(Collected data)
•••••
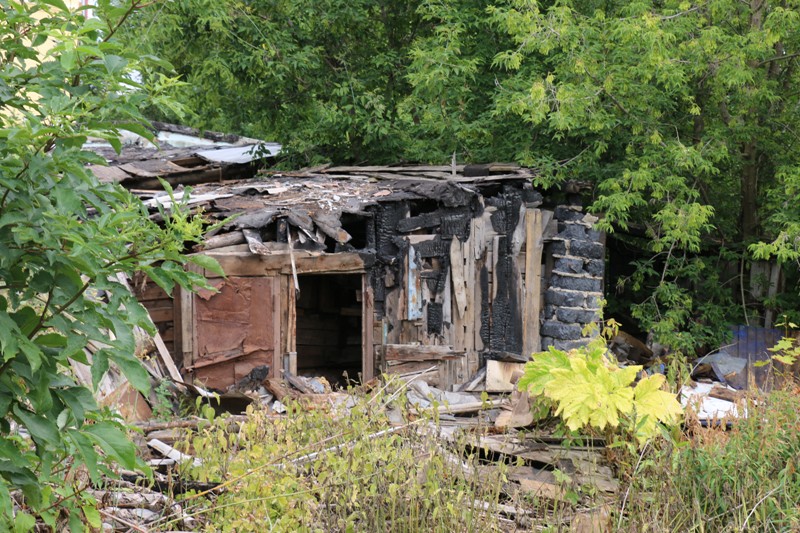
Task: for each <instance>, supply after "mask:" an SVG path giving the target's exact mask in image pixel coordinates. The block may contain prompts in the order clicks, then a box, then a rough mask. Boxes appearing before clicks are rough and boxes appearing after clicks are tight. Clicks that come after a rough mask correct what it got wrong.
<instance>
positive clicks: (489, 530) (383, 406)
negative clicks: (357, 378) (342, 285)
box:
•••••
### WHAT THIS TASK INVOLVES
Pick out all lines from the data above in which the word "clicks" appears.

### ANSWER TO THIS PROBLEM
Task: for each <instance>, supply after "mask:" an SVG path giving the target's exact mask in image pixel coordinates. The block may contain prompts in the order clicks, then a box, then a rough mask. Boxes appearing before clicks are rough and boxes appearing after clicks are tight. Clicks that come after a rough mask correct what it got wrong.
positive clicks: (489, 530) (383, 406)
negative clicks: (357, 378) (342, 285)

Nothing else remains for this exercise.